DATA FOR REVIEW:
▽

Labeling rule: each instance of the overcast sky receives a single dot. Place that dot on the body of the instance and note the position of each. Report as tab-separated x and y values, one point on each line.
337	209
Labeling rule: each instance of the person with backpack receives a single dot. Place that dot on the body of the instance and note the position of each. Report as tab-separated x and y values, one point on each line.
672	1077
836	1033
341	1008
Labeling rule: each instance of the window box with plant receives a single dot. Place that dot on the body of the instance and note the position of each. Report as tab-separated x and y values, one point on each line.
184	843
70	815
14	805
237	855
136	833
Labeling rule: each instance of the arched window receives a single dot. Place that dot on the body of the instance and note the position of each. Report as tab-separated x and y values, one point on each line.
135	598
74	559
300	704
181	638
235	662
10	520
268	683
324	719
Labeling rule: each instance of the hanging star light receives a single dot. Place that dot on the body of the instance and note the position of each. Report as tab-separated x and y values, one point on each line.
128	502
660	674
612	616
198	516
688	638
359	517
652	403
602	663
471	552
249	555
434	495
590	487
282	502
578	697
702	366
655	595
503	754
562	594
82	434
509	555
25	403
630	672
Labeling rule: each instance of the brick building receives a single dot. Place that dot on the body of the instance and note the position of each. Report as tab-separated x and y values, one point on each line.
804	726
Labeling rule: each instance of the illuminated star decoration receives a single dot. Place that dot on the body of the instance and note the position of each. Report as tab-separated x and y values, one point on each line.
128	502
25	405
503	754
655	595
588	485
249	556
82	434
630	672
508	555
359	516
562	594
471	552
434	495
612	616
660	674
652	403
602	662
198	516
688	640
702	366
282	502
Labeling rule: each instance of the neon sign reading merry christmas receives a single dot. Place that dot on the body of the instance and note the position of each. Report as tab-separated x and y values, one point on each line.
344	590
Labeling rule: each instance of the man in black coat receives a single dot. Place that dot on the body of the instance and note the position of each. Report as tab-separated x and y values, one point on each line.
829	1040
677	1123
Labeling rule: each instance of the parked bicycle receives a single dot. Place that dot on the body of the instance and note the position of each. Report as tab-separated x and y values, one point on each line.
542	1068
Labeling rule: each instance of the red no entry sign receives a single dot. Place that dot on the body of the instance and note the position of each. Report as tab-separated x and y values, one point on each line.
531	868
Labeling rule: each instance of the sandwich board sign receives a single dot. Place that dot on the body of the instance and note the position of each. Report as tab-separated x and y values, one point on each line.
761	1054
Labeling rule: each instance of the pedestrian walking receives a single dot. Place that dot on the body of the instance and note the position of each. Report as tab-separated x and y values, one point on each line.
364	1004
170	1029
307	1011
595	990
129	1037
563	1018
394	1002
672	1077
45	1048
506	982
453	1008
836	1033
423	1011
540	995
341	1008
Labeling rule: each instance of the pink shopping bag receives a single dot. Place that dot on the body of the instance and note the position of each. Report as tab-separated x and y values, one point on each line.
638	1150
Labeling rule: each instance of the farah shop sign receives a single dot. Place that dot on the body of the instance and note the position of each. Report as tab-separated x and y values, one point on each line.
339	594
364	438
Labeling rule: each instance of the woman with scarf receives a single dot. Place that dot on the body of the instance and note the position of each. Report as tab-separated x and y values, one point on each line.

△

TASK PROMPT: Return all of the material precisely as written.

OUTPUT OF THE EXERCISE:
Labeling rule: each instance of the overcast sky receives a single dot. Place that dot on the body of the instance and note the position of each. Report as tab-separated x and y values, one point on each line.
337	209
Labeling rule: each instance of the person with backpack receives a single dot. Place that dot on the body of the instance and note the position of each. Report as tab-separated x and y values, one point on each line.
672	1077
836	1033
341	1008
Labeling rule: each instance of the window box with plant receives a single dot. Place that dot on the body of the instance and note the position of each. Report as tab-separated x and y values, one point on each line.
184	843
70	815
14	805
237	855
136	833
Labeling rule: each instance of the arched window receives a single dot. Place that dot on the body of the instance and note the position of each. Report as tab-separated x and y values, one point on each line.
135	598
74	559
300	704
181	638
235	662
10	520
268	683
324	719
Labeling rule: each instance of the hanging star light receives a single dot. Place that dot on the body of the instance and note the position of each. Report as tab-separated x and y values, one point on each line.
128	502
660	674
612	616
198	516
688	638
359	517
652	403
602	663
471	552
249	555
434	495
590	487
282	502
578	697
702	366
655	595
503	754
562	594
82	434
509	555
25	403
630	672
Labeling rule: each instance of the brick building receives a single dot. Place that dot on the body of the instance and note the position of each. Report as tab-separated x and y values, one point on each line.
804	726
Labeling rule: each instance of the illuminated star decoration receives a single dot. Place that dot on the body of the instance and note the position of each. Report as tab-separated x and y values, one point on each line.
128	502
25	405
503	754
655	595
588	485
249	556
82	434
630	672
508	555
359	516
562	594
471	552
434	495
612	616
660	674
652	403
602	662
198	516
688	640
702	366
282	502
Labeling rule: each instance of the neon sign reading merry christmas receives a single dot. Place that dot on the body of the instance and note the position of each. Report as tab-separated x and y values, one point on each line.
344	590
Labeling rule: each instance of the man in black coat receives a single dot. Place that dot on the body of the instance and note the position of each. Report as tab-separated x and y values, one point on each line.
829	1040
677	1123
Labeling rule: each instance of the parked bicycle receives a single dot. Place that dot on the body of the instance and note the position of each. Report as tab-separated x and y values, one point on each line.
542	1068
Labeling rule: each instance of the red no entry sign receives a single dot. Place that dot on the body of the instance and note the position of each. Report as tab-separated x and y values, one point on each line.
531	868
Labeling rule: each instance of the sandwich board sign receives a single dot. Place that dot on the body of the instance and note the position of each. Report as tab-separated x and y values, one point on each line.
761	1054
Labeling rule: each instance of the pedestrian walking receives a single dot. Place that dot on the body of the instance and note the position of each. Report as tab-separated x and y values, one point on each line.
364	1004
170	1029
307	1011
595	990
129	1037
563	1018
394	1002
672	1077
45	1048
506	982
453	1008
836	1033
423	1011
540	995
341	1008
Labeling rule: each instance of the pink shopping bag receives a single dot. Place that dot on the body of the instance and note the position of each. Report as tab-separated x and y values, one point on each line.
638	1150
Labeling rule: each instance of the farah shop sign receives a single dot. Place that dot on the body of the instance and note the position of each. Report as tab-separated x and y values, one point on each line.
339	594
364	438
Labeling rule: each instance of the woman with scarf receives a single dot. Place that dot on the body of the instance and note the position of each. Report as tab-separated x and y values, one point on each line.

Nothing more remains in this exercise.